Object point labels:

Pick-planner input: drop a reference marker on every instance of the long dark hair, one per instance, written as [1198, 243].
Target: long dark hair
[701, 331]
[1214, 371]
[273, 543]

Task description
Please rewrite every line of the records above as a JSON list of strings, one string per line, skipping any blank lines.

Solved exercise
[
  "Pick-planner input: drop a reference marker on every instance of the long dark hair, one per instance, written as [1198, 243].",
  "Target: long dark hair",
  "[701, 331]",
  "[1214, 371]",
  "[273, 543]"
]